◆ **取り組む課題**:
1. 週刊文春を論じた文章で、筆者は「古舘降板」の記事が古舘氏をこき下ろしていることを「あまり意味はない」と評している。その理由を本文に即して一〜三文で説明せよ。
2. 週刊文春の記事を論じた文章を、示された最後の文の後から書き継げ。

慰安婦にとどめず沖縄まで手を広げる「挺対協の対日工作」報じる文春

◆北朝鮮影響下の団体

 新年早々、メガトン級の「芸能人不倫スキャンダル」を投下して大注目を浴びている週刊文春(1月14日号)だが、爆風の強さに他の記事が霞んでしまっている。“ゲスの極み”な話のほかにも、「古舘伊知郎『報ステ』降板、本誌だけが書ける全真相」や「韓国慰安婦『支援団体・挺対協』の対日工作」など、読ませる記事がある。

 「古舘降板」では、「“報道キャスター”という偽りの仮面をかぶり続けてきた」だとか、「本来ジャーナリストではない彼は、その仮面の窮屈さに耐え切れなくなった」などと、「テレ朝幹部」のコメントを使って、古舘氏をこき下ろしているが、彼が現役を続けていくならまだしも、辞めていく者に土をかけたところであまり意味はない。

◆ **データセットの内容**:
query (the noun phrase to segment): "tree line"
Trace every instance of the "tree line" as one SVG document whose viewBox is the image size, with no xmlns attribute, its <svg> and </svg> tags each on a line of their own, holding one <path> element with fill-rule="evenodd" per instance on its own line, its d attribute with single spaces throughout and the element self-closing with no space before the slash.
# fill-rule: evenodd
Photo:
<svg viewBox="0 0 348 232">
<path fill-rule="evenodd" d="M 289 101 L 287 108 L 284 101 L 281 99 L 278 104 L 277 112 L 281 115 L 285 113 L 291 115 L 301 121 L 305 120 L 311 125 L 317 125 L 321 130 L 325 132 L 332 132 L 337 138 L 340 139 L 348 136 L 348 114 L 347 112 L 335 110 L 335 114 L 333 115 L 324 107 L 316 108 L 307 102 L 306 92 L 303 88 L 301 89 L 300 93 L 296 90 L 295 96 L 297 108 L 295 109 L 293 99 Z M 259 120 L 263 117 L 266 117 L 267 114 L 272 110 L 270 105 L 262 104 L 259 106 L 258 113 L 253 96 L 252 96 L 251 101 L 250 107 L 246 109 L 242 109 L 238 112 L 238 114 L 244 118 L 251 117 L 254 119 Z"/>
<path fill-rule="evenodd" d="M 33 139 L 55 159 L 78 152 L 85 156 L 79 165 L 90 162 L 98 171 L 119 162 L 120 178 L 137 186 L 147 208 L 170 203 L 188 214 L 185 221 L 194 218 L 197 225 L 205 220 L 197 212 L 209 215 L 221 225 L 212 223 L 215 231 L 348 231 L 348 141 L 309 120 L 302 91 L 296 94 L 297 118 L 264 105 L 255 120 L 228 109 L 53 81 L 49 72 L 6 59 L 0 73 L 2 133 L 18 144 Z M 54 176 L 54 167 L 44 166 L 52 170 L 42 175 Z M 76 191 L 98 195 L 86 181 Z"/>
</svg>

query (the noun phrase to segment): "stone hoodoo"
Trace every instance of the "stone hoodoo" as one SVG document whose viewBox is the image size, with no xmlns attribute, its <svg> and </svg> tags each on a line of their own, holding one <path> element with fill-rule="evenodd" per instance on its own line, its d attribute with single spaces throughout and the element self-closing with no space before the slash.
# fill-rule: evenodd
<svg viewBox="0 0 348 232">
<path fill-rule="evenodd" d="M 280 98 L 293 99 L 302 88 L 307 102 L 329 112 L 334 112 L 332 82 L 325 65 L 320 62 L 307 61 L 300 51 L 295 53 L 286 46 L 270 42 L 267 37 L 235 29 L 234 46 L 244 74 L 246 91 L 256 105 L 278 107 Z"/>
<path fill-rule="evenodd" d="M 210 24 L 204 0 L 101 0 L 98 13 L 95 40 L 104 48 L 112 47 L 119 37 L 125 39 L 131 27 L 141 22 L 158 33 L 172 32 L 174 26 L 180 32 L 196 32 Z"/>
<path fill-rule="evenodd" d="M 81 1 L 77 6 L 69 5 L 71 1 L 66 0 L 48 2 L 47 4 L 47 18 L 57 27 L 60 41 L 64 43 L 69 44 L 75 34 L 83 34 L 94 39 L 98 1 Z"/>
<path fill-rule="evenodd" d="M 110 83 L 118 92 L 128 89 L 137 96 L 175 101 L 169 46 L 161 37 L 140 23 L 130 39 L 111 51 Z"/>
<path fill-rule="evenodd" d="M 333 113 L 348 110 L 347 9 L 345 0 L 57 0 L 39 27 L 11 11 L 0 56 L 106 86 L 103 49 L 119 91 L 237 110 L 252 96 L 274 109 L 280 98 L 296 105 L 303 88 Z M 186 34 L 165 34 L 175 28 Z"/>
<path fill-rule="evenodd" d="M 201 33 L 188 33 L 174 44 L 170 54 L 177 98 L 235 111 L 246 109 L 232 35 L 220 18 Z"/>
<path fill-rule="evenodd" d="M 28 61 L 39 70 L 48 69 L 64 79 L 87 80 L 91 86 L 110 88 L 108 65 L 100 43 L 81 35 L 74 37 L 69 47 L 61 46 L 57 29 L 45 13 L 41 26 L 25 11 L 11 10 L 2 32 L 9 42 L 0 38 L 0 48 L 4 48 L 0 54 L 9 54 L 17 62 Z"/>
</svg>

◆ **課題ごとの解答**:
1. 古舘氏は現役を続けていくのではなく、辞めていく者だからである。筆者は、現役を続けるならまだしも、辞めていく者に土をかけても意味は薄いと述べている。

2.
 それに「真相」といっても、結局はテレ朝内部の人事異動などに起因しているようで、12年もたてば、人も環境も気持ちも考えも変わる。むしろマンネリ化や硬直化を避けようとするなら、番組改編は当然のことで、トップに持ってくるほどの記事だったのだろうか。

 むしろ、今後も騒ぎの元となり続ける「挺対協の対日工作」の方が記事の重要度は高い。同誌は以前から、「慰安婦」を“支援”する「韓国挺身隊問題対策協議会」(挺対協)が北朝鮮の強い影響下にあることを報じてきた。

 「挺対協は『北朝鮮工作機関と連携し、北朝鮮の利益を代弁する親北団体』として韓国当局からマークされてきた。代表の尹氏の夫やその妹は、北朝鮮のスパイとして逮捕された過去があり、12年にも政府の承認を得ずに北朝鮮の団体と共同声明を出したことについて違法行為だと行政処分を受けている」という。

◆次第に活動を広域化

 村山首相の時、アジア女性基金を設立したが、「償い金と医療福祉支援費で合わせて五百万円」の受け取りを妨害したのが挺対協だ。「受け取りを拒否するよう元慰安婦を説得して回った」というが、彼らの目的が“支援”にないことを自ら露呈させた。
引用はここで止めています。